Interview with Caroline Miley - 2021
Interview #8 (fiction, historical fiction, literary fiction, political fiction, novel)
Caroline Miley is an art historian and writer with a long-time passion for art, history and literature. She is fascinated by the late Georgian era, a time when the old and the new existed side by side in an era of rapid transition. Society was in flux; new worlds were being mapped in the heavens as well as on the planet; Europe was in the grip of revolution; anything seemed possible. Miley writes novels that explore this wonderful time.
Randal Eldon Greene: Hello, Caroline Miley,
Your novel The Competition is about a London painter in the Georgian period. You're an art historian, so I think you'd be pretty qualified to give us an artist's story from about any era of of history. What about this period did you find compelling enough to create a story around the painter Edwar Armiger?
Caroline Miley: Hello Randal.
I find the late Georgian era fascinating for a number of reasons, but the main one is that it stands on the border of the old world and the new. It was a time of enormous change. There were many people who were still living a way of life that had not changed a great deal for centuries, farming the land in the same sorts of ways, rarely moving far from home, some still believing in witches and magic, many uneducated. At the same time, it was an era of exploration and discovery and massive expansion of knowledge in all sorts of fields - new planets, new countries, new scientific theories. And in society - it’s thought of as very genteel, but it still retained the rambuctiousness of the Georgians. It was a lot freer and easier than the Victorian era that followed. The King had a mistress - or several. Men drank incredible amounts. There was a lot of gambling, driving fast, living a rakish life. The clothes reflect this - light dresses for women and riding boots for the men. Their hairstyles too - ruffled, 'natural' - none of the powdered wigs of their fathers or the neat coiffures of Victorian ladies. So, a very interesting time to be alive.
Randal Eldon Greene: You provide many fascinating details about the often elaborate process of painting. Are these just things you know or were you collecting these details over time for a project like this book?
Caroline Miley: I’ve always loved art. I’m an art historian and spent much of my life teaching in an art school, so I had plenty of opportunity to see artists at work and understand the life of an artist. I’ve also done some painting and drawing myself and was interested in techniques and methods. For the book, I did a lot of research specifically into the techniques in use at the time to add to my general knowledge. I knew an artist who ground his own colours in the traditional way and watched him work, just as artists had been doing for centuries. I wanted to convey the real feel of being an artist then, especially since new techniques and pigments were becoming available to extend methods that had been around for ever. New yellows, for instance, that Turner was keen on.

● ● ●

Written task A:
Please count the lines in the rows below that contain the string "bare", matching case exactly, and give only the number.

● ● ●

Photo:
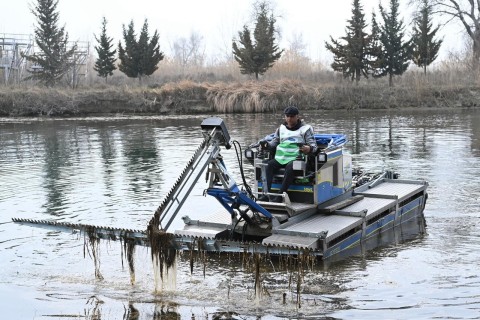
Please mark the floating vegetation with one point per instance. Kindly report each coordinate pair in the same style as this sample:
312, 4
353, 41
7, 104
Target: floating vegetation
164, 257
91, 247
131, 313
128, 251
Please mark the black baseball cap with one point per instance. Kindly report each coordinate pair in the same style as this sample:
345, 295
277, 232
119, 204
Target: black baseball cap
291, 110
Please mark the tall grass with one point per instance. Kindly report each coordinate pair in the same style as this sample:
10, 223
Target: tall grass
222, 88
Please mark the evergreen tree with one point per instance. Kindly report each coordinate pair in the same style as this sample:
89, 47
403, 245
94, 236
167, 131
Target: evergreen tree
424, 47
140, 57
105, 63
396, 52
261, 55
351, 55
55, 58
375, 50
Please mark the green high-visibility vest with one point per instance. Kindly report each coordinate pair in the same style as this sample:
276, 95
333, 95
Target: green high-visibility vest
288, 149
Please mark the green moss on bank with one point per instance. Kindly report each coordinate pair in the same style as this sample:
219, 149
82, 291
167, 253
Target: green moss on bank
189, 98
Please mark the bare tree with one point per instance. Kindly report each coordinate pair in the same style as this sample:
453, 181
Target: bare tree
189, 51
467, 12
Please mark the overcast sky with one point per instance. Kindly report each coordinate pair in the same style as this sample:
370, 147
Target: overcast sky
216, 20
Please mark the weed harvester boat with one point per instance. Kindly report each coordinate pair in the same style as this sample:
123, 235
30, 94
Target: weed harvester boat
329, 209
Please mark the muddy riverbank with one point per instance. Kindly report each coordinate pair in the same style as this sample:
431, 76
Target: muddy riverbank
192, 98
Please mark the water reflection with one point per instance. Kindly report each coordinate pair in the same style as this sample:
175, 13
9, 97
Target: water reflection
116, 171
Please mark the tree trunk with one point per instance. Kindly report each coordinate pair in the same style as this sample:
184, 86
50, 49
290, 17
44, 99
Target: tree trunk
476, 50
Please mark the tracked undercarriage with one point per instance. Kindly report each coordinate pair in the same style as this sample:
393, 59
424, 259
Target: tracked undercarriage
329, 209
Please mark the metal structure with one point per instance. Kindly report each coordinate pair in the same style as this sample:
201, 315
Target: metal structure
78, 62
13, 49
13, 64
327, 211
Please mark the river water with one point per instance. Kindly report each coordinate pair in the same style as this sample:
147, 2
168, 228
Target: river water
115, 172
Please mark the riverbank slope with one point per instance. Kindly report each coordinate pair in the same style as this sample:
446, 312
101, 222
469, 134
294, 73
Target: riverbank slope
188, 97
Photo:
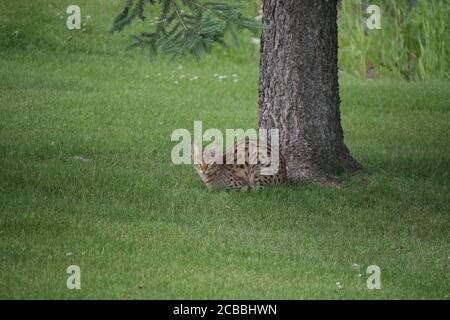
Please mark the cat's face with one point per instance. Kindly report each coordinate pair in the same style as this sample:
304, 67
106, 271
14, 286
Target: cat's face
206, 167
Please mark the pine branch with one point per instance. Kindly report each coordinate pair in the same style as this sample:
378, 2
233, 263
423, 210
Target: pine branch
192, 31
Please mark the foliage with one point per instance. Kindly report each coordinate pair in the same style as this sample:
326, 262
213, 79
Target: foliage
413, 43
185, 26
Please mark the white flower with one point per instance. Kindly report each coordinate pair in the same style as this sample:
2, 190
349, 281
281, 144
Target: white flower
255, 40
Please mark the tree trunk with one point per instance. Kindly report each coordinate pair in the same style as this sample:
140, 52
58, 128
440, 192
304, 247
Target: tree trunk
299, 90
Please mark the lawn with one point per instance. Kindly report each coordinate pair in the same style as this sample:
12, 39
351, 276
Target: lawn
86, 179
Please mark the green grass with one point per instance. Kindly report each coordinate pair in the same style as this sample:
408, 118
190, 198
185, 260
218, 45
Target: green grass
129, 217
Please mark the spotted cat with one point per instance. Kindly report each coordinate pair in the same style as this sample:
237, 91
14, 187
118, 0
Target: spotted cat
240, 175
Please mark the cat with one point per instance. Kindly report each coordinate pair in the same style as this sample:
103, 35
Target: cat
237, 176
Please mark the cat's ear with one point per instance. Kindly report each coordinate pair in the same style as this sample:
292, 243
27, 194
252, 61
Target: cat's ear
214, 153
196, 153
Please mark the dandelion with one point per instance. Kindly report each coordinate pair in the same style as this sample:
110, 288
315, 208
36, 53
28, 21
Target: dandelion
255, 40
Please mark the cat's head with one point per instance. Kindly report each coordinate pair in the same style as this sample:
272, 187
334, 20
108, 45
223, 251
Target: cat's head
205, 161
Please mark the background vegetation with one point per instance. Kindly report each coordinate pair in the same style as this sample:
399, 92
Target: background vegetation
86, 176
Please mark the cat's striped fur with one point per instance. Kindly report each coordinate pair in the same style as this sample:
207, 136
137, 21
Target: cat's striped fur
243, 176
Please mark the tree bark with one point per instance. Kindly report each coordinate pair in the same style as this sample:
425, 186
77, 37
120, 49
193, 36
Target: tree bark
299, 90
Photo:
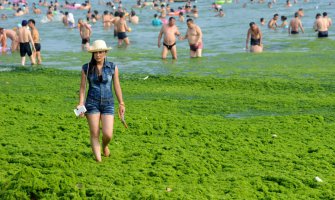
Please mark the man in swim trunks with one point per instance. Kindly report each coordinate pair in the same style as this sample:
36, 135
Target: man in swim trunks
25, 40
321, 26
121, 28
85, 34
273, 22
3, 40
170, 31
194, 36
36, 38
295, 24
329, 20
13, 37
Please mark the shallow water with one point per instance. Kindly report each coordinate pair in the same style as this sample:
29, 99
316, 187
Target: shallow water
61, 46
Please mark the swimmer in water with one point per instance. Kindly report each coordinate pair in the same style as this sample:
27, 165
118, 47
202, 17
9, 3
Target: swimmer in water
295, 24
220, 14
300, 12
181, 16
133, 18
273, 22
3, 40
321, 26
121, 29
25, 39
85, 34
169, 31
255, 36
284, 22
194, 36
36, 39
329, 20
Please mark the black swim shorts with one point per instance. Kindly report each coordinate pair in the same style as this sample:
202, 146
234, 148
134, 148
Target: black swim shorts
86, 40
323, 34
121, 35
37, 46
25, 49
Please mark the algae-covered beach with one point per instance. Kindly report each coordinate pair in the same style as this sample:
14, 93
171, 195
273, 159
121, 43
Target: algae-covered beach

● ● ●

Written task B:
According to the interview, where did Caroline Miley spend much of her life teaching?

Written reply A:
2

Written reply B:
In an art school.